Consignes
**A)** Traduisez en anglais la phrase suivante, tirée du texte sur Evgeny Morozov : « On ne sait pas si Evgeny Morozov a beaucoup d’amis dans la Silicon Valley. »
**B)** Donnez la liste de tous les géants du Web cités par leur nom dans le texte sur Evgeny Morozov.
**C)** Réécrivez le passage du texte sur Evgeny Morozov qui va de « Il s’est d’abord » à « de millions d’internautes. », en mettant « essai » à la place de « ouvrage ».

Extrait du texte

L’universitaire Evgeny Morozov dénonce le discours des entreprises du numérique, qui camoufle « une nouvelle forme de capitalisme ».
On ne sait pas si Evgeny Morozov a beaucoup d’amis dans la Silicon Valley. Mais une chose est certaine : dans cette enclave californienne d’où sont issus la plupart des géants du Web (Google, Facebook, Microsoft, Yahoo!, Twitter, etc.), cet intellectuel biélorusse a quelques ennemis.
Il s’est d’abord attaqué au caractère parfois ambigu de la liberté en ligne et des discours qui l’entourent dans son premier ouvrage The Net Delusion (non traduit en français). Il entreprend, dans son dernier livre Pour tout résoudre, cliquez ici (FYP éditions) un démontage au vitriol des discours et de l’idéologie des entrepreneurs et des patrons américains du numérique, dont les entreprises font partie du quotidien de millions d’internautes.
Dans votre livre, vous critiquez le discours issu des entreprises de la Silicon Valley, que vous qualifiez de « solutionnisme ». Comment le définiriez-vous en quelques phrases, et quelle menace fait-il peser ?

Extrait des données
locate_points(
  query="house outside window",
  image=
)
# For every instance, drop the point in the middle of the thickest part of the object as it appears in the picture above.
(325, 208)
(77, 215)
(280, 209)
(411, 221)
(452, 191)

Réponses par consigne
**A)** It is not known whether Evgeny Morozov has many friends in Silicon Valley.

**B)** Google, Facebook, Microsoft, Yahoo!, Twitter

**C)**
Il s’est d’abord attaqué au caractère parfois ambigu de la liberté en ligne et des discours qui l’entourent dans son premier essai The Net Delusion (non traduit en français). Il entreprend, dans son dernier livre Pour tout résoudre, cliquez ici (FYP éditions) un démontage au vitriol des discours et de l’idéologie des entrepreneurs et des patrons américains du numérique, dont les entreprises font partie du quotidien de millions d’internautes.